[Description of the task] Through the line that contains "Where can the wisteria", return the data below exactly, starting at its first line; leave the rest out.

Dataset entries:

Segment Open

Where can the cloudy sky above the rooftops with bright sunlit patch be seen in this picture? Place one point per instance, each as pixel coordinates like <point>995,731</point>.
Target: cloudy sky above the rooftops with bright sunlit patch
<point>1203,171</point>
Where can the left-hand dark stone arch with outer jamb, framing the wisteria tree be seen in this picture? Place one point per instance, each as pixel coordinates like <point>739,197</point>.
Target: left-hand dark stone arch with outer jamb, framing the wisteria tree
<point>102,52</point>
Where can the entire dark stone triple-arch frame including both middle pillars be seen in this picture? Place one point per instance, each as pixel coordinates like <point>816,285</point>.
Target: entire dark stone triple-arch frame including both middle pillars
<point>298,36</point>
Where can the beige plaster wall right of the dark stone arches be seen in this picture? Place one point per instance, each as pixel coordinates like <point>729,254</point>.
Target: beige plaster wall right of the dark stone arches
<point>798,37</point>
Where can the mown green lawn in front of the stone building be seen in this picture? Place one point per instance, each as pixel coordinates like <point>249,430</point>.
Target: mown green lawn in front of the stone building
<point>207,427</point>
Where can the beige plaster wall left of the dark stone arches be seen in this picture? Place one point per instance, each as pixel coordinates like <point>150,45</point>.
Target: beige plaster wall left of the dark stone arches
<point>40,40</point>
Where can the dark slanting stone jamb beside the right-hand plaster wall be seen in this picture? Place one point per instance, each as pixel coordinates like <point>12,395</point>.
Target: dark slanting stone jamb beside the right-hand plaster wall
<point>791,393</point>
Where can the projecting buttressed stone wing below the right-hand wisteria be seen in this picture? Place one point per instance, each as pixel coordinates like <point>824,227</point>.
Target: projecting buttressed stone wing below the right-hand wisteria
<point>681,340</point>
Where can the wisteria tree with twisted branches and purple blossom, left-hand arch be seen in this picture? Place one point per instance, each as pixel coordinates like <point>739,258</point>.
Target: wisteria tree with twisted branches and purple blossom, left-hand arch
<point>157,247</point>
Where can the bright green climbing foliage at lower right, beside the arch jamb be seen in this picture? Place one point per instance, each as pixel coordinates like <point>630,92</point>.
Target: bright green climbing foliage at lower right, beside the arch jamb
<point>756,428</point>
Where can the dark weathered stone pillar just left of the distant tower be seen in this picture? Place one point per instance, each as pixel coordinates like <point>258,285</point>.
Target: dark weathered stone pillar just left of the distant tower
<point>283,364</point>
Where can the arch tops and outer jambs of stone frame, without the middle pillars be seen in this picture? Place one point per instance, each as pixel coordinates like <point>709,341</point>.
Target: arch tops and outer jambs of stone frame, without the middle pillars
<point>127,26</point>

Segment Closed

[Exercise response]
Where can the cloudy sky above the rooftops with bright sunlit patch be seen in this picture? Place one point per instance, each as pixel coordinates like <point>995,731</point>.
Target: cloudy sky above the rooftops with bright sunlit patch
<point>1203,171</point>
Where can the left-hand dark stone arch with outer jamb, framing the wisteria tree be seen in this picture? Place one point per instance, each as pixel coordinates like <point>739,197</point>.
Target: left-hand dark stone arch with outer jamb, framing the wisteria tree
<point>102,52</point>
Where can the entire dark stone triple-arch frame including both middle pillars be seen in this picture? Place one point per instance, each as pixel coordinates like <point>816,285</point>.
Target: entire dark stone triple-arch frame including both middle pillars
<point>298,36</point>
Where can the beige plaster wall right of the dark stone arches be seen in this picture? Place one point per instance, each as pixel coordinates like <point>729,254</point>.
Target: beige plaster wall right of the dark stone arches
<point>798,37</point>
Where can the mown green lawn in front of the stone building be seen in this picture? Place one point per instance, each as pixel coordinates like <point>249,430</point>.
Target: mown green lawn in front of the stone building
<point>207,427</point>
Where can the beige plaster wall left of the dark stone arches be seen in this picture? Place one point per instance, each as pixel coordinates like <point>150,45</point>.
Target: beige plaster wall left of the dark stone arches
<point>40,40</point>
Where can the dark slanting stone jamb beside the right-hand plaster wall be seen in this picture? Place one point per instance, each as pixel coordinates like <point>12,395</point>.
Target: dark slanting stone jamb beside the right-hand plaster wall
<point>791,393</point>
Where can the projecting buttressed stone wing below the right-hand wisteria be seen in this picture? Place one point per instance, each as pixel coordinates like <point>824,227</point>.
Target: projecting buttressed stone wing below the right-hand wisteria
<point>681,340</point>
Where can the wisteria tree with twisted branches and purple blossom, left-hand arch be seen in this picture? Place one point per instance, each as pixel coordinates like <point>739,258</point>.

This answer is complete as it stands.